## SET TASK
Reproduce every one of the records below character for character, but omit the pictures.

(A run of records)
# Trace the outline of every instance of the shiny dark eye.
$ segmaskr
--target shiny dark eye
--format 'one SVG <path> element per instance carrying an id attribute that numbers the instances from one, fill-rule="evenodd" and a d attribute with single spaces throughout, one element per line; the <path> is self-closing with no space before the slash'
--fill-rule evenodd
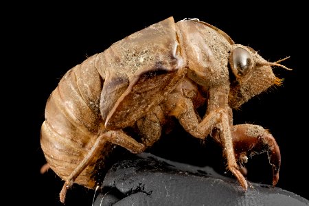
<path id="1" fill-rule="evenodd" d="M 246 49 L 238 47 L 231 53 L 229 65 L 236 77 L 244 76 L 252 67 L 252 57 Z"/>

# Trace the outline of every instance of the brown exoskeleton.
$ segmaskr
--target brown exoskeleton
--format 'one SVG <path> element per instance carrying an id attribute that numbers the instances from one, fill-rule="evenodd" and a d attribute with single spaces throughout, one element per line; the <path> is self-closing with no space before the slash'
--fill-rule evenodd
<path id="1" fill-rule="evenodd" d="M 89 57 L 64 76 L 46 104 L 41 147 L 50 168 L 65 181 L 60 201 L 74 183 L 88 188 L 100 183 L 97 170 L 114 145 L 133 153 L 151 146 L 169 116 L 194 137 L 211 135 L 244 190 L 238 163 L 246 162 L 248 153 L 267 152 L 276 185 L 280 152 L 275 139 L 258 125 L 233 126 L 232 118 L 232 108 L 281 84 L 272 66 L 289 69 L 207 23 L 175 23 L 172 17 Z M 196 108 L 205 102 L 201 118 Z M 134 125 L 141 142 L 123 130 Z"/>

## WRITTEN SOLUTION
# Trace the outline of every instance of the shiny dark eye.
$ segmaskr
--target shiny dark eye
--format 'one SVG <path> element per instance carrying an id attribute that numbers the instances from one, fill-rule="evenodd" and a d attribute with single spaces throughout, one element per line; the <path> is self-closing with no space before the slash'
--fill-rule evenodd
<path id="1" fill-rule="evenodd" d="M 246 49 L 238 47 L 231 53 L 229 65 L 236 77 L 244 76 L 252 67 L 252 57 Z"/>

# Trace the outline of every instance of the brown exoskeleton.
$ segmaskr
--target brown exoskeleton
--format 'one SVG <path> element per instance carrying an id attribute that numbers the instances from one, fill-rule="evenodd" and a d attribute with single spaces throughout, one element per line; the <path> is self-closing with no space before the slash'
--fill-rule evenodd
<path id="1" fill-rule="evenodd" d="M 89 57 L 64 76 L 46 104 L 41 147 L 50 168 L 65 181 L 60 201 L 74 183 L 88 188 L 100 183 L 97 170 L 114 145 L 133 153 L 151 146 L 169 116 L 194 137 L 211 135 L 244 190 L 238 163 L 246 162 L 248 153 L 267 152 L 276 185 L 280 152 L 275 139 L 258 125 L 233 126 L 232 118 L 232 108 L 281 84 L 272 66 L 289 69 L 207 23 L 175 23 L 172 17 Z M 196 108 L 205 102 L 201 118 Z M 134 125 L 141 142 L 123 130 Z"/>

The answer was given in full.